— Begin STORED DATA —
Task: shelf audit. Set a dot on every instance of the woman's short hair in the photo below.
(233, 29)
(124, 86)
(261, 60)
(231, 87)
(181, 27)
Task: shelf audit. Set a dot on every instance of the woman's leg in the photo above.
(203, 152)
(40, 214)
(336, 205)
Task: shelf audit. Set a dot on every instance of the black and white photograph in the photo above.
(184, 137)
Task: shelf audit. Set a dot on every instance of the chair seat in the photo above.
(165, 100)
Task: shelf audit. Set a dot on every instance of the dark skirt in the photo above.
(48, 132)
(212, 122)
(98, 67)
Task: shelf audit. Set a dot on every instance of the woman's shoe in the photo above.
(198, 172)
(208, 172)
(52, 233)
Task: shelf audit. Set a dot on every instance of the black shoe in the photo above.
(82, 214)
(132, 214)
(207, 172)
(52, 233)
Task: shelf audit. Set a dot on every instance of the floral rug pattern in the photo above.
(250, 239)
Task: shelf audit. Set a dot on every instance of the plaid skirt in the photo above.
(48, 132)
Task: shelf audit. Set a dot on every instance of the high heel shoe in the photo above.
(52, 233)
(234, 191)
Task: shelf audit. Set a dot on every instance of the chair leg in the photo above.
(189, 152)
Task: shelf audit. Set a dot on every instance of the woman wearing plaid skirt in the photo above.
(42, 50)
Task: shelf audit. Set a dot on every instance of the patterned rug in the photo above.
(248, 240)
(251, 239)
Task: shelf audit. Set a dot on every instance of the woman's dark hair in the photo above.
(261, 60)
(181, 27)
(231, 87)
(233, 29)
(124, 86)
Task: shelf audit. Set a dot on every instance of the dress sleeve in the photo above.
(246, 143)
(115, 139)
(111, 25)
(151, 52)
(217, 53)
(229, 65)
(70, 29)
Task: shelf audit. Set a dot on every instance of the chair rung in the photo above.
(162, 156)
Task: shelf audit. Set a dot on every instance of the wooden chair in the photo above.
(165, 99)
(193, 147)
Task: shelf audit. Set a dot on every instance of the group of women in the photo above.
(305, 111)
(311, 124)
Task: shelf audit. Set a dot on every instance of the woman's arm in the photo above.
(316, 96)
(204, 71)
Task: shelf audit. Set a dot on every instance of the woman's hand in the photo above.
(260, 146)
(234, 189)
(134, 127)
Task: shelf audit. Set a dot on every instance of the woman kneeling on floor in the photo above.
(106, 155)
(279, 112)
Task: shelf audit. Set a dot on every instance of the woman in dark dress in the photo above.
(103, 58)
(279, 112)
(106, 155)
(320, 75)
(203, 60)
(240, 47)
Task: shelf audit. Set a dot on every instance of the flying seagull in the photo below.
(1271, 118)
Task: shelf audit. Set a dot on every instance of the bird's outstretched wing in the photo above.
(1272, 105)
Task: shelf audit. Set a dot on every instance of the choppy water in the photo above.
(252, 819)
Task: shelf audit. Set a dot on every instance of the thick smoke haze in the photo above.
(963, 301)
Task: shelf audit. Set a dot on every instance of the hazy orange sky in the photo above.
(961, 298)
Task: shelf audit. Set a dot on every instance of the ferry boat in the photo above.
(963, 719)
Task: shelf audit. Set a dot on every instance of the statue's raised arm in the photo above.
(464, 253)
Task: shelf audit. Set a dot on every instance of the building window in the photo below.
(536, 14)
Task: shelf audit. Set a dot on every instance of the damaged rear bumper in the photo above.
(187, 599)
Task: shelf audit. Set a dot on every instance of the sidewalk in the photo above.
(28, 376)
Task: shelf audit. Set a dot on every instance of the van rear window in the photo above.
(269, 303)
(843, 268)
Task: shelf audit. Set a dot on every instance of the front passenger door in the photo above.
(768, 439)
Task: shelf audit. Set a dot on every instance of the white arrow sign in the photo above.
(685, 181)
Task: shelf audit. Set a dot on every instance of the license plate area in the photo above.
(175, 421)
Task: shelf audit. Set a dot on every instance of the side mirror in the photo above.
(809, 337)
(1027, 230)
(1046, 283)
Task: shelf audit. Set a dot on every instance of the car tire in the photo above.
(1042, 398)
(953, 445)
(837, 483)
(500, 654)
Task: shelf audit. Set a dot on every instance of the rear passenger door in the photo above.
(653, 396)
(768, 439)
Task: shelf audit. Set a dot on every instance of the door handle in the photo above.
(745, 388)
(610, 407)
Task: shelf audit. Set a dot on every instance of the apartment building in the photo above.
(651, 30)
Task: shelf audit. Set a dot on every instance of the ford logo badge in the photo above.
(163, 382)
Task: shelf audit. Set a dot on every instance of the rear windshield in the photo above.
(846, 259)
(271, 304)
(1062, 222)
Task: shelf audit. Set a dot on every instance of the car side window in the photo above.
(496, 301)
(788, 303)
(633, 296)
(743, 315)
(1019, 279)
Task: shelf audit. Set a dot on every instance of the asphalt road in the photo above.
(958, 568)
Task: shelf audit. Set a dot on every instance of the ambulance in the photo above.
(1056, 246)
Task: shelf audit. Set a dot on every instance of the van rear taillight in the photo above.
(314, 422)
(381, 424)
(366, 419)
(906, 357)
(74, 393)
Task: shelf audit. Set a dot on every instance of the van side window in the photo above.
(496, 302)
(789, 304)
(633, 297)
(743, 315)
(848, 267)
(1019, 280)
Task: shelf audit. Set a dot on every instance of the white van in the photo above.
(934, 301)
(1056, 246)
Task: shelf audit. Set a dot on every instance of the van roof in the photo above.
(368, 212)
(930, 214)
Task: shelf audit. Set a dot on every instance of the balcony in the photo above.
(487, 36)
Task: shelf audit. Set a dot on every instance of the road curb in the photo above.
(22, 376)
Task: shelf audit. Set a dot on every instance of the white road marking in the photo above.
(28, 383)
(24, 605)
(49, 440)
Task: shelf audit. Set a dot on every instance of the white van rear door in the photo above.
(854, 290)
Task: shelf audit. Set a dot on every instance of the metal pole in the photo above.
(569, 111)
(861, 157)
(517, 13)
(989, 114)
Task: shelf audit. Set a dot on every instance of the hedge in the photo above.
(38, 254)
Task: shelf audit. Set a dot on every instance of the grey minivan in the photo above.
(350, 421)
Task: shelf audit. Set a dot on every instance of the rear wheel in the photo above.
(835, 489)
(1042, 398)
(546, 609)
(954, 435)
— End STORED DATA —
● **TASK REQUIREMENTS**:
Above are the records; retype them all without a single difference.

● **PROBLEM SOLUTION**:
Task: shelf audit. Set a dot on every instance of the woman's short hair in the photo below.
(233, 29)
(124, 86)
(261, 60)
(231, 87)
(181, 27)
Task: shelf audit. Set a dot on every instance of the woman's leg in the photo above.
(203, 152)
(40, 214)
(336, 205)
Task: shelf audit. Set a dot on every instance of the black and white photograph in the photo above.
(184, 137)
Task: shelf audit. Set a dot on every instance of the chair seat in the photo above.
(165, 100)
Task: shelf audit. Set a dot on every instance of the dark skirt in the photo above.
(48, 132)
(212, 122)
(98, 67)
Task: shelf audit. Set a dot on every instance of the woman's shoe in the photo above.
(198, 172)
(208, 172)
(52, 233)
Task: shelf audit. Set a dot on every instance of the black shoe in the photo above.
(82, 214)
(132, 214)
(207, 172)
(52, 233)
Task: shelf audit. Set a dot on every instance of the floral rug pattern in the photo above.
(250, 239)
Task: shelf audit. Set a dot on every instance of the plaid skirt in the photo above.
(48, 132)
Task: shelf audit. Set a dot on every instance of the high heel shoe in the photo above.
(52, 233)
(234, 191)
Task: shelf audit. Set a dot on every instance of the chair leg in the photo above.
(189, 152)
Task: shelf audit. Set a dot on every instance of the woman wearing plaid skirt in the photo above.
(42, 50)
Task: shelf audit. Set a dot on every instance of the patterned rug in the photo above.
(248, 240)
(251, 239)
Task: shelf audit. Set a dot on every instance of the woman's dark hair in the photo above.
(261, 60)
(181, 27)
(231, 87)
(233, 29)
(124, 86)
Task: shelf audit. Set a dot on every instance of the dress sleeve in the photo above.
(246, 143)
(115, 139)
(111, 25)
(151, 52)
(217, 53)
(229, 65)
(70, 29)
Task: shelf audit. Set a dot on every instance of the chair rung in the photo above.
(162, 156)
Task: shelf audit. Set a dot on every instance of the wooden chair in the photo above.
(165, 99)
(193, 147)
Task: shelf audit. Set a dot on every instance of the group of women in the photo above.
(305, 111)
(311, 124)
Task: shelf audit. Set a dot on every instance of the woman's arm in the photo above.
(316, 96)
(204, 71)
Task: shelf audit. Set a dot on every instance of the woman's hand in the photo above.
(260, 146)
(234, 189)
(134, 127)
Task: shelf audit. Set a dot on every instance of the woman kneeling on floor in the photo above.
(106, 155)
(279, 112)
Task: shelf audit. Set a dot on every instance of the woman in dark dress in the photo above.
(103, 58)
(279, 112)
(106, 155)
(320, 75)
(203, 60)
(240, 47)
Task: shelf audit. Set a dot on every instance of the flying seagull in the photo below.
(1271, 118)
Task: shelf audit. Set a dot on every instance of the bird's outstretched wing in the photo above.
(1272, 105)
Task: shelf audit. Set a dot on every instance of the choppy water in the photo above.
(252, 819)
Task: shelf audit. Set a dot on every instance of the thick smoke haze in the photo above.
(963, 301)
Task: shelf audit. Set a dot on every instance of the hazy orange sky in the photo above.
(961, 298)
Task: shelf audit. Set a dot on every instance of the ferry boat in the photo above.
(963, 719)
Task: shelf audit. Set a dot on every instance of the statue's raised arm in the photo above.
(464, 253)
Task: shelf audit. Set a dot on every instance of the building window in the photo below.
(536, 14)
Task: shelf audit. Set a dot on every instance of the damaged rear bumper in the photo above.
(187, 599)
Task: shelf audit. Set a dot on every instance of the sidewalk in the photo above.
(28, 376)
Task: shelf audit. Set a dot on every instance of the van rear window in the photo above.
(269, 303)
(843, 268)
Task: shelf audit. Set a dot on every instance of the front passenger door in the photo above.
(768, 439)
Task: shelf audit. Set a dot on every instance of the white arrow sign in the photo above.
(685, 181)
Task: shelf audit. Set a dot on every instance of the license plate area in the photo above.
(175, 421)
Task: shelf audit. Set a dot on every instance of the side mirror in the photo above.
(809, 337)
(1027, 230)
(1046, 283)
Task: shelf audit. Set a dot on every instance of the car tire in the photo above.
(1042, 398)
(953, 445)
(837, 483)
(500, 654)
Task: shelf audit. Set a dot on every instance of the rear passenger door in the photo above.
(653, 396)
(768, 439)
Task: shelf audit. Set a dot on every instance of the door handle in the photo above.
(745, 388)
(610, 407)
Task: shelf audit. Set a dot on every instance of the apartment building in the photo above.
(651, 30)
Task: shelf audit. Set a dot on every instance of the ford logo badge in the photo above.
(163, 382)
Task: shelf audit. Set a dot on every instance of the rear windshield in the photo above.
(846, 259)
(271, 304)
(1062, 222)
Task: shelf audit. Set a dot on every instance of the car side window in the photo above.
(496, 301)
(788, 303)
(633, 296)
(743, 315)
(1019, 279)
Task: shelf audit. Set a dot on every instance of the asphalt road in the photo above.
(958, 568)
Task: shelf audit. Set a dot on every instance of the ambulance in the photo above.
(1056, 246)
Task: shelf audit. Set a dot on every instance of the van rear taillight in the photo above.
(314, 422)
(381, 424)
(366, 419)
(906, 357)
(74, 393)
Task: shelf audit. Set a dot on every instance of the van side window in the photo above.
(496, 302)
(789, 304)
(633, 297)
(743, 315)
(848, 267)
(1019, 280)
Task: shelf audit. Set a dot on every instance of the white van in the photo above.
(934, 301)
(1056, 246)
Task: shelf audit. Set a dot on every instance of the van roof in the photo above.
(368, 212)
(930, 214)
Task: shelf audit. Set a dot on every instance of the balcony in the photo above.
(487, 36)
Task: shelf audit. Set a dot on every instance of the road curb in the photo above.
(22, 376)
Task: shelf audit. Set a dot on every instance of the white road marking in the photo above.
(28, 383)
(24, 605)
(49, 440)
Task: shelf audit. Set a dot on every instance of the white van rear door in the photo above.
(854, 290)
Task: shelf audit. Set a dot on every instance of the metal pole in the photo above.
(569, 111)
(861, 157)
(517, 13)
(989, 114)
Task: shelf audit. Set a dot on every instance of the hedge in the photo above.
(38, 254)
Task: shelf audit. Set a dot on every instance of the grey minivan in the photo above.
(350, 421)
Task: shelf audit. Set a dot on every instance of the rear wheel in the photo above.
(835, 489)
(1042, 398)
(546, 609)
(954, 435)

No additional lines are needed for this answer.